**EXERCISE INPUTS**
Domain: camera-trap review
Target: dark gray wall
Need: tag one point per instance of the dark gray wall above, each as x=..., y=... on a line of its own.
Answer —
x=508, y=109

**EXERCISE DETAILS**
Could you return the data above exactly as it stands?

**RESULT FOR THIS TASK**
Domain: camera-trap review
Target: dark gray wall
Need: tag one point per instance of the dark gray wall above, each as x=..., y=... on a line of its own.
Answer —
x=508, y=109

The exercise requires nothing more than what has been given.